◆ YOUR GOAL ◆
Repeat each entry below exactly.

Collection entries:

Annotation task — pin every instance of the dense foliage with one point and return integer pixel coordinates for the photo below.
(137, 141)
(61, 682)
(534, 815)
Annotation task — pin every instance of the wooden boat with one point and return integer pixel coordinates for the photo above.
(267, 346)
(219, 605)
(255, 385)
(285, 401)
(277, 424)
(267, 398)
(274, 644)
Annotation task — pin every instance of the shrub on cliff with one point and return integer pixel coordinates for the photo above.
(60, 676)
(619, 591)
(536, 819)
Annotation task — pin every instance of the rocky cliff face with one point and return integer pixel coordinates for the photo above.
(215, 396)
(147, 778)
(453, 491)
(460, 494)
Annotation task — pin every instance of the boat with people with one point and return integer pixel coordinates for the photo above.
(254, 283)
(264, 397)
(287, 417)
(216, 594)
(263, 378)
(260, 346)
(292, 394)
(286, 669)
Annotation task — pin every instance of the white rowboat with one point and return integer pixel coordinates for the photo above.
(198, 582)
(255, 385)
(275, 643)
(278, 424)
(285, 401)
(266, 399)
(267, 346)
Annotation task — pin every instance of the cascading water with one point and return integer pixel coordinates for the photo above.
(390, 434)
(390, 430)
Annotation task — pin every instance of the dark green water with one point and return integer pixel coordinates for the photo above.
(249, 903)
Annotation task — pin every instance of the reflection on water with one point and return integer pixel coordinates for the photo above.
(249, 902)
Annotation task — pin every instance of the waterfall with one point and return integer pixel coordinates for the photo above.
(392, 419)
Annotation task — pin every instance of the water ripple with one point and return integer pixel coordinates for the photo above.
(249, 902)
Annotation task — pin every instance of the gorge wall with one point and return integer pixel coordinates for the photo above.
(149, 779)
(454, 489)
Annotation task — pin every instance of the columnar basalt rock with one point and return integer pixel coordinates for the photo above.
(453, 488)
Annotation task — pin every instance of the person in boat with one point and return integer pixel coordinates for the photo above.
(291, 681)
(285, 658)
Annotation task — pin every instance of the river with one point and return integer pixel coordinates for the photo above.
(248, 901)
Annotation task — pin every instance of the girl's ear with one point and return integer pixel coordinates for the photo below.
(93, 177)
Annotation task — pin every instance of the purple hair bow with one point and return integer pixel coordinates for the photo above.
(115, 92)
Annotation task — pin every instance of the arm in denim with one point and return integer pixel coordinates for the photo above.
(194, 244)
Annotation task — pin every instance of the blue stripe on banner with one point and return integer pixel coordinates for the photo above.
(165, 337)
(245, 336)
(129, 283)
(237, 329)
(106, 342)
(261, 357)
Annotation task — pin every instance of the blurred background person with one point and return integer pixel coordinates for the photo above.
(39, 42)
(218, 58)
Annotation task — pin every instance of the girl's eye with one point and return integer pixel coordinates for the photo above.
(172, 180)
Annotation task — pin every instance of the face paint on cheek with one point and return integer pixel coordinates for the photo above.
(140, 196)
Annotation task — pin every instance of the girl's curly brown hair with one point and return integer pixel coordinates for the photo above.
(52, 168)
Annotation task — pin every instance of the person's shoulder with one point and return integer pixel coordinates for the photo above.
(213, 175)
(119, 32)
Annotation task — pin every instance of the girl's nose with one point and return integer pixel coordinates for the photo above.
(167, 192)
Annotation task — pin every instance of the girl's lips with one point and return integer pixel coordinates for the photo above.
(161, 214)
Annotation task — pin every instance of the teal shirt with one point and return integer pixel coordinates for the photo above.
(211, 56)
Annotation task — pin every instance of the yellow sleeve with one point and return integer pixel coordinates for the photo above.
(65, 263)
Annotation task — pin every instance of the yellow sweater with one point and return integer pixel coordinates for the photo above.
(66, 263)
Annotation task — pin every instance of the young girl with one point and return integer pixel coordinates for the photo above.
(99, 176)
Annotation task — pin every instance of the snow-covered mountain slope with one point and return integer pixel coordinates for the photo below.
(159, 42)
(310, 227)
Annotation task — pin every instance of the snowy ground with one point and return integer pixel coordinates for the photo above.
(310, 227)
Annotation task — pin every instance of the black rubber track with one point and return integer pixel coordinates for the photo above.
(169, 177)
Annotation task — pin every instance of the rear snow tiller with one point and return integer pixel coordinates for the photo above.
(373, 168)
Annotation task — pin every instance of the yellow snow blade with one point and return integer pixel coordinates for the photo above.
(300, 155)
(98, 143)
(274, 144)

◆ SOLUTION FOR THIS EXERCISE ◆
Annotation task — pin every instance of the dense foliage with one point and return integer pixel coordinates for the photo below.
(137, 141)
(61, 682)
(534, 815)
Annotation task — pin every instance of the wooden boat with one point and return integer pixel coordinates for the photo above.
(267, 346)
(219, 605)
(255, 385)
(285, 401)
(277, 424)
(267, 398)
(274, 644)
Annotation task — pin every instance of the shrub on cliff with one point and return integer pixel coordinates for the photo above.
(60, 676)
(619, 591)
(536, 819)
Annotation task — pin every instance of the rocky cliff face with one point and return integer pixel coordinates for the photo above.
(215, 396)
(147, 778)
(453, 491)
(460, 494)
Annotation task — pin every instance of the boat with people with one point and return integer pixel coordinates for the photo above.
(254, 283)
(264, 397)
(287, 417)
(216, 594)
(263, 378)
(260, 346)
(292, 394)
(286, 669)
Annotation task — pin every instance of the white rowboat with one point and return integer pixel coordinates for the photo above.
(198, 582)
(255, 385)
(275, 643)
(278, 424)
(285, 401)
(266, 399)
(267, 346)
Annotation task — pin every instance of the cascading water with one point and return integer pixel coordinates for the photo above.
(390, 434)
(390, 430)
Annotation task — pin every instance of the dark green water with one point and return integer pixel coordinates for the photo above.
(249, 903)
Annotation task — pin every instance of the reflection on water with one point and return integer pixel coordinates for the photo above.
(249, 902)
Annotation task — pin every instance of the waterfall with one point and return integer pixel coordinates for the photo above.
(392, 419)
Annotation task — pin every instance of the water ripple with one point and return integer pixel coordinates for the photo above.
(249, 902)
Annotation task — pin every instance of the gorge wall with one point and return integer pixel coordinates for the photo above.
(149, 779)
(454, 489)
Annotation task — pin every instance of the columnar basalt rock with one point and return integer pixel coordinates for the photo above.
(453, 488)
Annotation task — pin every instance of the person in boat with one point and return integer pixel coordinates for the photo above.
(291, 681)
(285, 658)
Annotation task — pin every instance of the river with one point and return integer pixel coordinates for the photo above.
(248, 901)
Annotation task — pin every instance of the girl's ear with one point and return integer pixel coordinates for the photo below.
(93, 177)
Annotation task — pin every instance of the purple hair bow with one point and return integer pixel coordinates for the photo above.
(115, 92)
Annotation task — pin every instance of the arm in denim with one point and return integer pixel coordinates for the photo above.
(194, 244)
Annotation task — pin every instance of the blue stripe on banner with one point and return integer pixel coordinates for the photo above.
(165, 337)
(245, 336)
(129, 283)
(237, 329)
(106, 342)
(261, 357)
Annotation task — pin every instance of the blurred background person with one point and return integer pixel coordinates for the photo above.
(39, 42)
(218, 58)
Annotation task — pin every instance of the girl's eye with one point and return integer pixel coordinates for the photo above.
(172, 180)
Annotation task — pin every instance of the face paint on cheek with one point and return integer pixel coordinates for the photo above.
(140, 196)
Annotation task — pin every instance of the girl's curly brown hair with one point and return integer pixel coordinates for the photo above.
(52, 168)
Annotation task — pin every instance of the person's shoulder with one point and return integer pixel coordinates for the photo above.
(213, 175)
(119, 32)
Annotation task — pin every instance of the girl's nose with one point and return integer pixel coordinates for the photo above.
(167, 192)
Annotation task — pin every instance of the girl's lips with one point and return integer pixel coordinates for the photo above.
(161, 214)
Annotation task — pin every instance of the teal shirt with one point and return integer pixel coordinates for the photo above.
(211, 56)
Annotation task — pin every instance of the yellow sleeve with one point and return integer pixel coordinates for the photo above.
(65, 263)
Annotation task — pin every instance of the yellow sweater with one point and return integer pixel coordinates for the photo above.
(66, 263)
Annotation task — pin every instance of the young girl with one point and return integer pixel coordinates for the photo above.
(99, 176)
Annotation task — pin every instance of the snow-covered mountain slope with one point and return integer pixel coordinates for the photo below.
(159, 42)
(310, 227)
Annotation task — pin every instance of the snowy ground with one point and return integer pixel coordinates for the photo above.
(310, 227)
Annotation task — pin every instance of the black rubber track with one point and return integer pixel coordinates for the photo above.
(169, 177)
Annotation task — pin every instance of the rear snow tiller with one point and return integer pixel coordinates for the photo above.
(373, 168)
Annotation task — pin every instance of the yellow snow blade with one point and return integer pixel coordinates for the photo above.
(300, 155)
(98, 143)
(274, 144)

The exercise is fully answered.